:: TEXTE

1. Conformément à l’article 267 des Règles des Cours fédérales [les Règles], et sur consentement des parties, les mémoires relatifs à la conférence préparatoire des parties peuvent être communiqués à la juge du procès.

[11] Dans son mémoire relatif à la conférence préparatoire, la demanderesse a mentionné le rapport Johnson parmi les documents qu’elle comptait utiliser à l’instruction. Pour leur part, les défendeurs de Gisbourne ont joint le rapport Meier et un rapport du capitaine Rose à leur mémoire relatif à la conférence préparatoire et renvoyé à ces rapports dans leurs observations écrites. De son côté, dans son mémoire relatif à la conférence préparatoire, le Canada a précisé les documents sur lesquels il entendait s’appuyer et il a souligné dans ses observations écrites que la demanderesse avait retenu les services d’un témoin expert qui devait témoigner du manque de jugement des défendeurs de Gisbourne. Le Canada a également fait valoir qu’il s’opposerait à la recevabilité du rapport Rose et du rapport Meier et qu’il prévoyait formuler des arguments quant au poids à accorder à ces rapports et au rapport Johnson. Le Canada n’a mentionné aucune preuve d’opinion d’expert qu’il avait l’intention de produire au procès.

[12] L’ordonnance subséquente à la conférence préparatoire rendue par la protonotaire le 6 octobre 2020 prévoyait que, suivant l’article 52.2 des Règles, la demanderesse déposerait et signifierait au plus tard le 16 octobre 2020 un document contenant les détails et le fondement de toute objection quant à l’habilité à témoigner des témoins experts proposés par la partie adverse. Il n’y a eu aucune autre mention des rapports d’experts.

::::

● **CONSIGNES ÉCRITES**
a) Dans le texte sur la conférence préparatoire, quelle date limite l'ordonnance du 6 octobre 2020 fixait-elle à la demanderesse pour déposer et signifier ses objections?
b) Rédigez la suite du texte sur la conférence préparatoire, en commençant après sa dernière phrase.
Les lignes qui viennent ensuite proviennent d'une autre source.

:: EXTRAITS DES LIGNES

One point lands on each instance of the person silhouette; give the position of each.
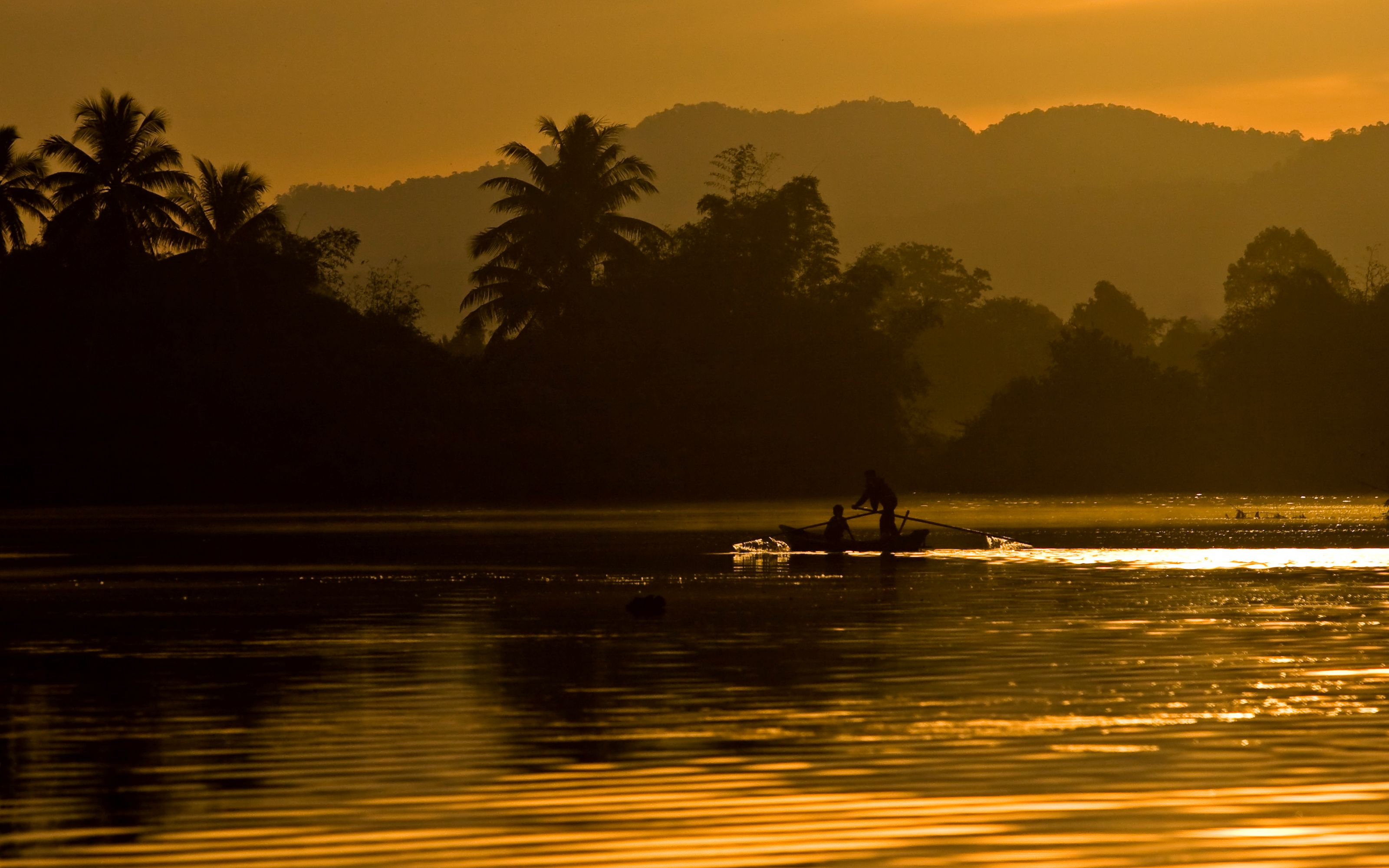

::::
:: EXTRAITS DES LIGNES

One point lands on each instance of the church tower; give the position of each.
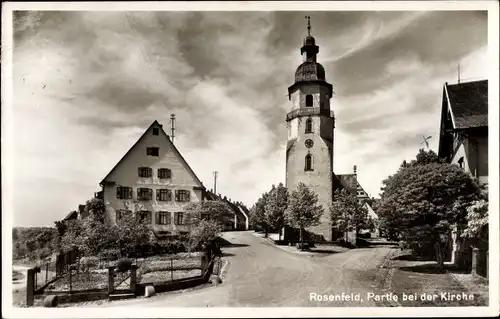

::::

● **RÉPONSES PAR CONSIGNE**
a) Le 16 octobre 2020.

b)
[13] Après la conférence préparatoire, la demanderesse et les défendeurs de Gisbourne ont conclu une entente de règlement. Le Canada mentionne avoir été informé du règlement le 3 décembre 2020. Le 18 janvier 2021, les avocats des défendeurs de Gisbourne ont déposé un avis de désistement en vertu duquel les défendeurs de Gisbourne se désistaient entièrement de leur recours contre la Couronne.

[14] Sur requête des défendeurs de Gisbourne, j’ai rendu, en tant que juge du procès, une ordonnance sur consentement datée du 25 janvier 2021, par laquelle l’action de la demanderesse contre les défendeurs de Gisbourne a été rejetée sans ordonnance quant aux dépens et comme si elle avait été instruite sur le fond, la demanderesse et les défendeurs de Gisbourne ayant réglé l’affaire entre eux. L’action intentée par la demanderesse contre le Canada n’a pas été modifiée par l’ordonnance en question.

[15] Une condition de l’entente de règlement obligeait la demanderesse à modifier sa nouvelle déclaration modifiée pour retirer les allégations contre les défendeurs de Gisbourne et ajouter une déclaration selon laquelle elle renonçait à tout droit de recouvrer auprès de la Couronne toute partie des dommages‑intérêts attribuables à la faute d’un ou de plusieurs des défendeurs de Gisbourne. Par conséquent, la demanderesse a présenté une requête en vue d’obtenir une ordonnance lui permettant d’apporter des modifications à sa nouvelle déclaration modifiée en la forme jointe à l’annexe A du dossier de requête, soit la nouvelle nouvelle déclaration modifiée. Par ordonnance datée du 28 janvier 2021, j’ai accordé à la demanderesse l’autorisation de modifier sa nouvelle déclaration modifiée et de déposer une nouvelle nouvelle déclaration modifiée. J’ai également ordonné la modification de l’intitulé de l’action, pour retirer les propriétaires et toutes les autres personnes ayant un droit sur le navire « Black Hawk II », Gisbourne Marine Services Ltd., Ross Wayne Sacco et Timothy Rogers à titre de défendeurs à la présente action et pour retirer la Couronne à titre de mise en cause.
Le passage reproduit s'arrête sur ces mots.